▶ WORK TASK: Write down exactly what lies from the line containing "reflection of building." to the end of the records, inclusive, and omit the pictures.
────────────────────
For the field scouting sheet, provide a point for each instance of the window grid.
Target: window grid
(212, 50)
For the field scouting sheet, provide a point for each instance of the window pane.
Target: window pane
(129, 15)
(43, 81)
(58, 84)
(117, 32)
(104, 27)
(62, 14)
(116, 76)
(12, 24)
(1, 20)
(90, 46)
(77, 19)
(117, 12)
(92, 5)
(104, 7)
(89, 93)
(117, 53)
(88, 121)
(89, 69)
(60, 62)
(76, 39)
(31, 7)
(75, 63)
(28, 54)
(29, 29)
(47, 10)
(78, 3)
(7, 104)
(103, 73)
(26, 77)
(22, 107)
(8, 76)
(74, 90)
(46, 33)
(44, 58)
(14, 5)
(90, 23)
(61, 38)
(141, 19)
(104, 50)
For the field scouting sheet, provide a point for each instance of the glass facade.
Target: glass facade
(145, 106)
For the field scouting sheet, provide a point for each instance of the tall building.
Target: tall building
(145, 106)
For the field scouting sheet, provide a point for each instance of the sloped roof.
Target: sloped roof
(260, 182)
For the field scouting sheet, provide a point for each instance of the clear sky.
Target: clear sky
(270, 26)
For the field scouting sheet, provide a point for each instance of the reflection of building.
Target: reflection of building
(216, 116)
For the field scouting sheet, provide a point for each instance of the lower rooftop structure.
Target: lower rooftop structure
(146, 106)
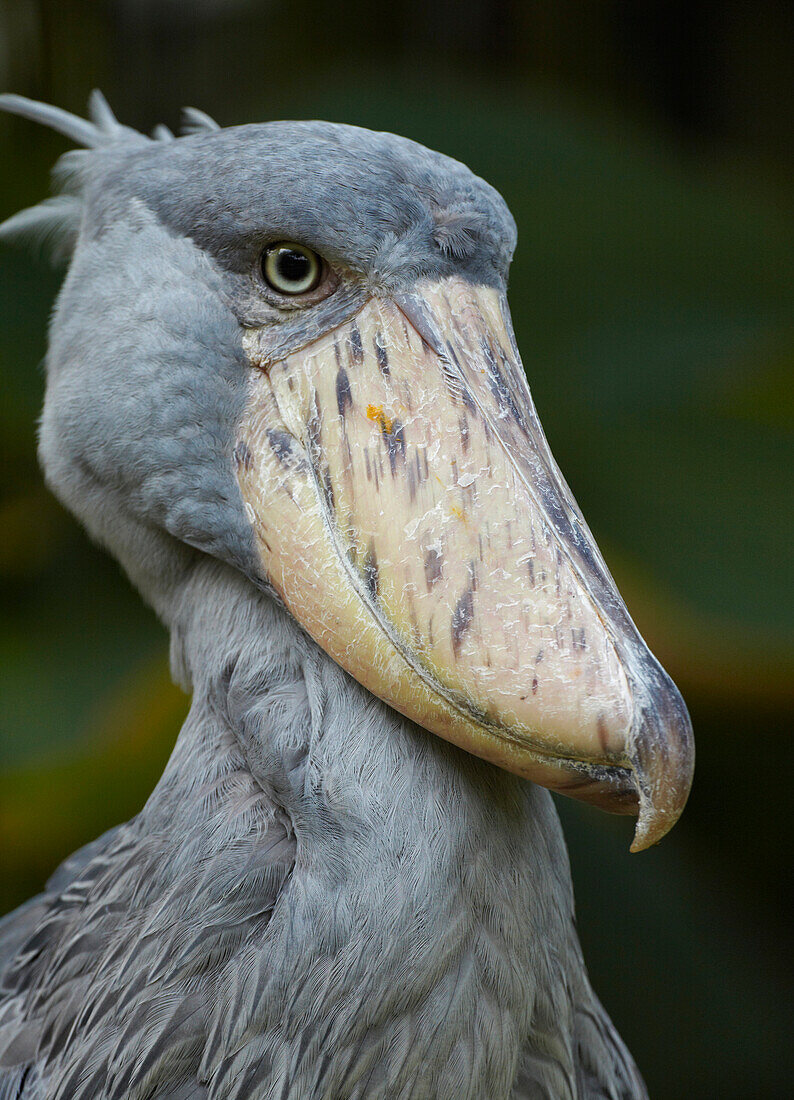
────────────────────
▶ RESPONSE:
For the field scouting sheet, provide a point for each instance of the reflection of building.
Target: reflection of building
(216, 116)
For the field scouting sheet, provide a point for each instance of the lower rooftop structure.
Target: lower rooftop structure
(146, 106)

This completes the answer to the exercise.